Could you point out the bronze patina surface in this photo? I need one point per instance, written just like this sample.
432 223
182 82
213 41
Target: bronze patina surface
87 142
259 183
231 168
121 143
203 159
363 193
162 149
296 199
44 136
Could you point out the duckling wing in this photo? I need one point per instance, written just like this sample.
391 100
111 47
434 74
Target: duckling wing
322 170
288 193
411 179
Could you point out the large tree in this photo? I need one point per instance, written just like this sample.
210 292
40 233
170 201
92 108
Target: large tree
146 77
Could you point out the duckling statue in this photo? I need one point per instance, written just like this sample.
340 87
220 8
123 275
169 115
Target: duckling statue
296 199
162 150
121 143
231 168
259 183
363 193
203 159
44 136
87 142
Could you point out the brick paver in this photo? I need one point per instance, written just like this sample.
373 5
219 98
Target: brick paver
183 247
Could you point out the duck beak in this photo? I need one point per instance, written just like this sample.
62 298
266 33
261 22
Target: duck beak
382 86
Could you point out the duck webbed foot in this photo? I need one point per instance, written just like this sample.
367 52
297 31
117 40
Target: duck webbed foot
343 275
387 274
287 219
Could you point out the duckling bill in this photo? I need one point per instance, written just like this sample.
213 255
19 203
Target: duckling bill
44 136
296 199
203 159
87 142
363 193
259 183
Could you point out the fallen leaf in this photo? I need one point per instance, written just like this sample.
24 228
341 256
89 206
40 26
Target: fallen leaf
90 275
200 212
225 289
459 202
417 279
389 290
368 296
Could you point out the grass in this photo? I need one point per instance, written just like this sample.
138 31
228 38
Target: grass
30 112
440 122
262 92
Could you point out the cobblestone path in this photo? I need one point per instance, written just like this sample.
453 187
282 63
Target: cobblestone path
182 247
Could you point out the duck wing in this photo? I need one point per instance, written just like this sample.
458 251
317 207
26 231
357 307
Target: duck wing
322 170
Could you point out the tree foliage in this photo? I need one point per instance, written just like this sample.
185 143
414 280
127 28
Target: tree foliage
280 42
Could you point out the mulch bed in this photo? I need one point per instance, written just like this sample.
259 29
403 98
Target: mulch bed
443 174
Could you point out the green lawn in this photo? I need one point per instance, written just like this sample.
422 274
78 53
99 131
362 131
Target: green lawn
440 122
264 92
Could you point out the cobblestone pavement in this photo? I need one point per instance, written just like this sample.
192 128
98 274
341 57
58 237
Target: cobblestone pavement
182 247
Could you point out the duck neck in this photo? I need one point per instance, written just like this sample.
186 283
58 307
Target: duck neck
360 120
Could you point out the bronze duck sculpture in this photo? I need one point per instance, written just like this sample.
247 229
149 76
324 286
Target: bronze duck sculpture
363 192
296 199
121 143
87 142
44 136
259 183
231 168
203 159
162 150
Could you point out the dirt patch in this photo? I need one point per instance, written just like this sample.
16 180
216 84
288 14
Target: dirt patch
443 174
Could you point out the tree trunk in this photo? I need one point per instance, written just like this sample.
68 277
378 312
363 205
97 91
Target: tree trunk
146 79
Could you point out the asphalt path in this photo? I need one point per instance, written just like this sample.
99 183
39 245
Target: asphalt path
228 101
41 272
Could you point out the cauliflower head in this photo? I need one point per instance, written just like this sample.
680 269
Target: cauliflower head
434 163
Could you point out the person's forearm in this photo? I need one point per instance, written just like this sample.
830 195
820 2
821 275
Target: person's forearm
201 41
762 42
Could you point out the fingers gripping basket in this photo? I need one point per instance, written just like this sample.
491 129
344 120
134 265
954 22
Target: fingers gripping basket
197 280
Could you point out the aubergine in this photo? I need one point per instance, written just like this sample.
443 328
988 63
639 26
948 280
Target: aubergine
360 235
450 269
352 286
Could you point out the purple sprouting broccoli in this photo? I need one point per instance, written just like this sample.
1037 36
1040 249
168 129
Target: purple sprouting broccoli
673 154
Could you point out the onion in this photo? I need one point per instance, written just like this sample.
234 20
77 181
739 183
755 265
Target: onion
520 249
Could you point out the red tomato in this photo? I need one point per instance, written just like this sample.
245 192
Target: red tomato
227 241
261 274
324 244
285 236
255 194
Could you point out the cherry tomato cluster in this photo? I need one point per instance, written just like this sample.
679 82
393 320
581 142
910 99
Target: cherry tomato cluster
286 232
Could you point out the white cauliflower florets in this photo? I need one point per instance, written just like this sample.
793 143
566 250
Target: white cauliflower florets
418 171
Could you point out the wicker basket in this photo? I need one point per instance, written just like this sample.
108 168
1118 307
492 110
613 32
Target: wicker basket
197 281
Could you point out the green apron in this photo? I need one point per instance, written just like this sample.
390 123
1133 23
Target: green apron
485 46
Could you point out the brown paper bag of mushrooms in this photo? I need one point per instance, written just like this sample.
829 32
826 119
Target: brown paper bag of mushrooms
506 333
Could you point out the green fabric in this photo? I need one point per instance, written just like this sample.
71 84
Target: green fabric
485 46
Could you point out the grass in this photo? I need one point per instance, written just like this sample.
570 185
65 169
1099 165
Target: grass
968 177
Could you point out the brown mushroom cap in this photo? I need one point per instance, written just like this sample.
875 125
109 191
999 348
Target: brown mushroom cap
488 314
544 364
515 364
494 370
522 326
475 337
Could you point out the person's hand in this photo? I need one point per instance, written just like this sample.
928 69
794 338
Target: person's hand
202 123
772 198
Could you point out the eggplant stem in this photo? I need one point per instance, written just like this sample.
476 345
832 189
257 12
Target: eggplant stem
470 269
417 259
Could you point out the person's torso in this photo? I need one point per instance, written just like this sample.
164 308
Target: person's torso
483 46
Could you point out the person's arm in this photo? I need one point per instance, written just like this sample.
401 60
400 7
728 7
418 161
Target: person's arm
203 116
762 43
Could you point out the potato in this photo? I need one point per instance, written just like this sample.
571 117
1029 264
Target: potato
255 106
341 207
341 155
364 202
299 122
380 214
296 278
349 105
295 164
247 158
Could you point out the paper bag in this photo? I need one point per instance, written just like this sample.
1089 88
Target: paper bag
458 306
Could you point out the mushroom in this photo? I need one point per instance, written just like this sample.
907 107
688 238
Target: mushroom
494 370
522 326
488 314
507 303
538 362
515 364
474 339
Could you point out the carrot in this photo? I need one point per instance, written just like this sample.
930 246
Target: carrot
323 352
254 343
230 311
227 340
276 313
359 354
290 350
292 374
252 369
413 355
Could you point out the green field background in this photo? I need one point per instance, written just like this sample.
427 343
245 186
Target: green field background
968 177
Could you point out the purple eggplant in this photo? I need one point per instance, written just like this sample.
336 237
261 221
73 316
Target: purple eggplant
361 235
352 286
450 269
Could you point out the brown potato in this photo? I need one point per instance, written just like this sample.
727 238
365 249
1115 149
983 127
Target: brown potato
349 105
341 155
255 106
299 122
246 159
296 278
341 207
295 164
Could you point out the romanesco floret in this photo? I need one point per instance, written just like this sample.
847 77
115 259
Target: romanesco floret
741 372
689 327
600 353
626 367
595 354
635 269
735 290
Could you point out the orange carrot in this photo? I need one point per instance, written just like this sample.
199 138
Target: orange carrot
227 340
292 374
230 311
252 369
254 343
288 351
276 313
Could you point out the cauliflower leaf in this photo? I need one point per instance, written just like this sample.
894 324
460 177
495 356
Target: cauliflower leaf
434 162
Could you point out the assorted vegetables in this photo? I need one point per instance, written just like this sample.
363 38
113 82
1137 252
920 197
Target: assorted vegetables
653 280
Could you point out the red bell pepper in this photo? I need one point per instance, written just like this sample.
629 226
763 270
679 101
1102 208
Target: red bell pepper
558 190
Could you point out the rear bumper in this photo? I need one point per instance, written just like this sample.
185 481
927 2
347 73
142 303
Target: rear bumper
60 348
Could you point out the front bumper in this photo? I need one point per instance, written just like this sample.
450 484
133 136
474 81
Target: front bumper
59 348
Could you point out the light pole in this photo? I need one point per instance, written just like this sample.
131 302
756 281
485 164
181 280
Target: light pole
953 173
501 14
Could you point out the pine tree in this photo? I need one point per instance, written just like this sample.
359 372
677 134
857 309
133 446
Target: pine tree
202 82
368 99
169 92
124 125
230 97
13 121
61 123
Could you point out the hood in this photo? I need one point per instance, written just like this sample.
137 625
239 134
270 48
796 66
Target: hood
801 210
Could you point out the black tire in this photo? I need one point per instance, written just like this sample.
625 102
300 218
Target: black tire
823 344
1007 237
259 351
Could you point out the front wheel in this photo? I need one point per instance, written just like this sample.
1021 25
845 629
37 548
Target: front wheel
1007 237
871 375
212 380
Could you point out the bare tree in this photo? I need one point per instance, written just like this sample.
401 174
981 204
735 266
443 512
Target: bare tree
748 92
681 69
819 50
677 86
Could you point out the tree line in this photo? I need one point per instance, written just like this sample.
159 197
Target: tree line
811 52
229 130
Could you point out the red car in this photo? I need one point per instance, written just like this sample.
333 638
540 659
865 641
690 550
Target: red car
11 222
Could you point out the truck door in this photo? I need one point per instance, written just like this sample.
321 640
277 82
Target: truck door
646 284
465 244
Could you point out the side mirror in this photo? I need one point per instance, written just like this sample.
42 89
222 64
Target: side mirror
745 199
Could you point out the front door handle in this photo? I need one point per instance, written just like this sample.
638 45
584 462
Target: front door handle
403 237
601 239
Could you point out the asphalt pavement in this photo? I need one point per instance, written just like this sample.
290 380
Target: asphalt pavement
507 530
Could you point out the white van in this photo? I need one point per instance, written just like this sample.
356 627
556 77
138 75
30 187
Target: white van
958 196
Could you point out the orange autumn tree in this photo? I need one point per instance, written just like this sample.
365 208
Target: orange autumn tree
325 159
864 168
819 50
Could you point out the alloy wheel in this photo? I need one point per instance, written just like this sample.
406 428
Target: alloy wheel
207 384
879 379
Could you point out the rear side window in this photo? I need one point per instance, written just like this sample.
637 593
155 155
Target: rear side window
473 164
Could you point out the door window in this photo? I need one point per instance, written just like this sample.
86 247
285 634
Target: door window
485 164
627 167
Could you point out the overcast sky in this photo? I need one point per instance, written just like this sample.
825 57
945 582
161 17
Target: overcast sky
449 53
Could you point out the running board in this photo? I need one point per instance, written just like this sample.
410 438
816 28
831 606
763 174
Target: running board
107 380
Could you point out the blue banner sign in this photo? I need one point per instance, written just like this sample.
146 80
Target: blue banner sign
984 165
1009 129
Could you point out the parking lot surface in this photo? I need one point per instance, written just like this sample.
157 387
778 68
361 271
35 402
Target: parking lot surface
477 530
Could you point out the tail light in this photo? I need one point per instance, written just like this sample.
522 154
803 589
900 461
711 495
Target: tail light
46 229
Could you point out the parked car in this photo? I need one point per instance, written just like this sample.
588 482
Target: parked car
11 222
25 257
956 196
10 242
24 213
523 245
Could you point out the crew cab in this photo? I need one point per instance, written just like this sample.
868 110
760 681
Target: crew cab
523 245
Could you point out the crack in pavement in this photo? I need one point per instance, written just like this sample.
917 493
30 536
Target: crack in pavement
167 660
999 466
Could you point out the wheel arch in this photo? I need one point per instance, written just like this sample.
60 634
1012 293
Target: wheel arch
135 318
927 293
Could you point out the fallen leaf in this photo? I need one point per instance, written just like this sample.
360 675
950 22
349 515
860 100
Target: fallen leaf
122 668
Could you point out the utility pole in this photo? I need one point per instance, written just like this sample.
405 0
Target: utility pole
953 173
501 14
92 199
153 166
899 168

AIM OF THE EXERCISE: Render the lines above as a JSON list of strings, one string per line, leaving out any blank lines. Cover only the stretch from the line containing "Could you point out the utility" through the last line.

FULL ANSWER:
[
  "Could you point out the utility pole in this photo? I need one point per instance, written just like this sample.",
  "405 0",
  "Target: utility pole",
  "953 173",
  "501 14",
  "92 199",
  "153 166",
  "899 168"
]